◆ **Work instruction**
After locating the line that holds "# point at: shirt", output it and all following lines word for word, stopping only at the end of the data.

◆ **Source information**
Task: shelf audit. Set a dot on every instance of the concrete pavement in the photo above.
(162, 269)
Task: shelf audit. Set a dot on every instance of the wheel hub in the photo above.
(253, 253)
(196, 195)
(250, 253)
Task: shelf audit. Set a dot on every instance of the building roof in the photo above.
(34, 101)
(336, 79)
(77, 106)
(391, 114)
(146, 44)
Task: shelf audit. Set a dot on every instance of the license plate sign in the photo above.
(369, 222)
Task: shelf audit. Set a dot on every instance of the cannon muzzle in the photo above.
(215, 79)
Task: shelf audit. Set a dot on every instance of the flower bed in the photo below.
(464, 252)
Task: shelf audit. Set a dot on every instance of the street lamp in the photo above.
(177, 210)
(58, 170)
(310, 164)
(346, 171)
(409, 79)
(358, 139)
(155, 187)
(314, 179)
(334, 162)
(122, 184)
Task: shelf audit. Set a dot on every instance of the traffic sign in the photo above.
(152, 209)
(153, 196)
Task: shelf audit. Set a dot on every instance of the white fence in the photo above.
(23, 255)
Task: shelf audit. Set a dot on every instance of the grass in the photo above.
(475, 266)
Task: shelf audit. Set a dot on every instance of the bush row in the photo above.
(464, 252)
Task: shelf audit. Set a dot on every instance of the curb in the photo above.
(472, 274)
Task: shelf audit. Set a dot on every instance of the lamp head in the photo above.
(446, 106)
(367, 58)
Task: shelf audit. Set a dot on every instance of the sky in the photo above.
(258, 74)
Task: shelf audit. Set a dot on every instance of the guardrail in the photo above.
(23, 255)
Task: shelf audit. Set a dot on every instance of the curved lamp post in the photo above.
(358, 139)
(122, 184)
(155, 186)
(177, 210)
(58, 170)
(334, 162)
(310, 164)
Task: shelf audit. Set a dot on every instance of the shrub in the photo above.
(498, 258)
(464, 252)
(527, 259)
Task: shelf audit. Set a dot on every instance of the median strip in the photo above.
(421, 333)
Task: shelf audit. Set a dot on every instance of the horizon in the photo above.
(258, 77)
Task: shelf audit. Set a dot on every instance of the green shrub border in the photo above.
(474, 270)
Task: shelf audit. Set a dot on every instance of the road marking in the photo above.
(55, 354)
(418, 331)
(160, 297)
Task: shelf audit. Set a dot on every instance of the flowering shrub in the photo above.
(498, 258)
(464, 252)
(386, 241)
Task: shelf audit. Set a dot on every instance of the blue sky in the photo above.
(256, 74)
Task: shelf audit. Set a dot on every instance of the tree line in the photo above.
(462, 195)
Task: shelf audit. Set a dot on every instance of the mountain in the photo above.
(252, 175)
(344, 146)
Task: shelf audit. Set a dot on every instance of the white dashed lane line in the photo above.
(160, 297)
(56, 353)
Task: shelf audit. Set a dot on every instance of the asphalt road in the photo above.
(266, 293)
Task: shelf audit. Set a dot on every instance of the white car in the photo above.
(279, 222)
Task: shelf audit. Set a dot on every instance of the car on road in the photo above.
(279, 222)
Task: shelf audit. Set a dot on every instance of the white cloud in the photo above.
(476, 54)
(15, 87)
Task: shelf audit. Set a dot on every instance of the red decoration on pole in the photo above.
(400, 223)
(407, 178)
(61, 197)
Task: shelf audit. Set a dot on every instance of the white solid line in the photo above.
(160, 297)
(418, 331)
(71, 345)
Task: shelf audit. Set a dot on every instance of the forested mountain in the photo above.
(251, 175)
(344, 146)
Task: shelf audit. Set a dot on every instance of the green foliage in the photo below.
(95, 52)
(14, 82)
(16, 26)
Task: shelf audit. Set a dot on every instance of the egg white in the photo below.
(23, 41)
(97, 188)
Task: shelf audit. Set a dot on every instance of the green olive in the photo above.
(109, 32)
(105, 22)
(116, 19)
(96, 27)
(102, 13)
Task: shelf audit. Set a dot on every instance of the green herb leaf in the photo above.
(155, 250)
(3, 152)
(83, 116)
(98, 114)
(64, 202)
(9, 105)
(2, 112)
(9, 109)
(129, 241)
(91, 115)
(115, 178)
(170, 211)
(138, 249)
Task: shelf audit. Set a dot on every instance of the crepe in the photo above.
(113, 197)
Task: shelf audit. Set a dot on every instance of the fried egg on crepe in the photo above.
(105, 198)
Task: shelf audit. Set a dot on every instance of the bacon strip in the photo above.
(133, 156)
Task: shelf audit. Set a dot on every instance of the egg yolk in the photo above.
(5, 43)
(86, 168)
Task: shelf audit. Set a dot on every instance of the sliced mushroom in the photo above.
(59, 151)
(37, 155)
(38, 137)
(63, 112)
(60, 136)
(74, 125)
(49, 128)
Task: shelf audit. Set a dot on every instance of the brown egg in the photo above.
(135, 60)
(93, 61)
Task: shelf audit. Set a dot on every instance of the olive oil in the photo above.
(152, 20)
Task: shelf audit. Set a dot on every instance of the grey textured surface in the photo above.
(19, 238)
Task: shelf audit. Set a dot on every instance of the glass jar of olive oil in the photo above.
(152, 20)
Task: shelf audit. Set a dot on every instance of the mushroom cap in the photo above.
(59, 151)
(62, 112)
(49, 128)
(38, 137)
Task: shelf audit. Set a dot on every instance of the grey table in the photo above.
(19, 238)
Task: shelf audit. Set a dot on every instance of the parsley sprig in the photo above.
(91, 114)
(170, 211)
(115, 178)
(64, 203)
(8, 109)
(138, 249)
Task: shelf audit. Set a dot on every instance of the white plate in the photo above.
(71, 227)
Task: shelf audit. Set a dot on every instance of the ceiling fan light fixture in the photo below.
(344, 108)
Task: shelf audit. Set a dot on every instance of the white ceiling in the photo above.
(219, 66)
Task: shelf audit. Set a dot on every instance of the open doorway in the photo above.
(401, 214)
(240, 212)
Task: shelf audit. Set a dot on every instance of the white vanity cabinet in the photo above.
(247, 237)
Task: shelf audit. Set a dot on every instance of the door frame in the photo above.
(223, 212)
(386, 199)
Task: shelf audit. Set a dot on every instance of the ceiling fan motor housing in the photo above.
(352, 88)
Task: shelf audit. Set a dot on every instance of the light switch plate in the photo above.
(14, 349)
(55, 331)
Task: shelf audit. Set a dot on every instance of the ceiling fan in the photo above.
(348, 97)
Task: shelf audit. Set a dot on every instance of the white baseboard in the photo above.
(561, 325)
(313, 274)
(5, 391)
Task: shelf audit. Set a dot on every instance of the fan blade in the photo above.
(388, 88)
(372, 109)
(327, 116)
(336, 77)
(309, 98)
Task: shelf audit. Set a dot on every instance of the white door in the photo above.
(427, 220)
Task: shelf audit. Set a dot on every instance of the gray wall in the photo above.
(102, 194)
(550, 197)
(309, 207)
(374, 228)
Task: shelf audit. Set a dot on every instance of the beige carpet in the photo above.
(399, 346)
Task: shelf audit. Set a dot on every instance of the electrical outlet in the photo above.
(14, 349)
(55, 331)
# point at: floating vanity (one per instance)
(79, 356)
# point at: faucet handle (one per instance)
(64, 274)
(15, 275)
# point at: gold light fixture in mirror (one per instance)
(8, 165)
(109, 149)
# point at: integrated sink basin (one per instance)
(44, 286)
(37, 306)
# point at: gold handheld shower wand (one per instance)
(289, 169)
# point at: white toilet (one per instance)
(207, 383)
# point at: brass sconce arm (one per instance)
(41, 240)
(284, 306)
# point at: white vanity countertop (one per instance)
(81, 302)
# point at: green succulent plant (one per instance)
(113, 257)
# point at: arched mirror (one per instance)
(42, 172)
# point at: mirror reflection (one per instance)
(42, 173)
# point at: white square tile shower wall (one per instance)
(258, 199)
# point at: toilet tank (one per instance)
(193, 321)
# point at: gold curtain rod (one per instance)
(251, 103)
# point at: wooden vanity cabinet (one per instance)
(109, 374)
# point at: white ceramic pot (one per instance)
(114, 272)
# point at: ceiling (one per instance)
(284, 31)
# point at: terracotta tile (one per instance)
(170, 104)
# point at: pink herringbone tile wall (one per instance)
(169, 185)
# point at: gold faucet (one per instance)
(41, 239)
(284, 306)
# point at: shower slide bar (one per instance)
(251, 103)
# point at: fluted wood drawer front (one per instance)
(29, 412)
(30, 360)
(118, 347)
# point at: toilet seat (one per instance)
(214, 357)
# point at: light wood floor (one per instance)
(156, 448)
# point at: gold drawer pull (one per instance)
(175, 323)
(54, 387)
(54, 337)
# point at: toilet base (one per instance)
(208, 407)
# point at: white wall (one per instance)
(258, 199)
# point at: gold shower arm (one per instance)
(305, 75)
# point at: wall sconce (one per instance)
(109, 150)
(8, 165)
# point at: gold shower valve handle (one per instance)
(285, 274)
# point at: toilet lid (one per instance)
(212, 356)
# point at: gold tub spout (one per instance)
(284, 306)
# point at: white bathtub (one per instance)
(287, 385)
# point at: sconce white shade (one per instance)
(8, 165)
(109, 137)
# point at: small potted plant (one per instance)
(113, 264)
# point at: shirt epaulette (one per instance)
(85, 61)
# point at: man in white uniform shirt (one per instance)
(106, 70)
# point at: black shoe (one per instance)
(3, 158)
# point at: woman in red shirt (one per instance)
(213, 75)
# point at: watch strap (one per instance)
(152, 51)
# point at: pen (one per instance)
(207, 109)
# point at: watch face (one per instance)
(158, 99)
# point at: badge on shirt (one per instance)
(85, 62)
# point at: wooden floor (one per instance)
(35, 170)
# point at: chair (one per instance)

◆ **Output of the task**
# point at: shirt epaulette (one per instance)
(85, 61)
# point at: man in white uniform shirt (one per instance)
(106, 70)
# point at: black shoe (one per instance)
(3, 158)
# point at: woman in red shirt (one per instance)
(213, 75)
# point at: watch strap (one per instance)
(152, 51)
# point at: pen (one per instance)
(207, 109)
# point at: watch face (one per instance)
(158, 99)
# point at: badge on shirt (one per instance)
(85, 62)
# point at: wooden floor (one per instance)
(35, 170)
# point at: chair (one per instance)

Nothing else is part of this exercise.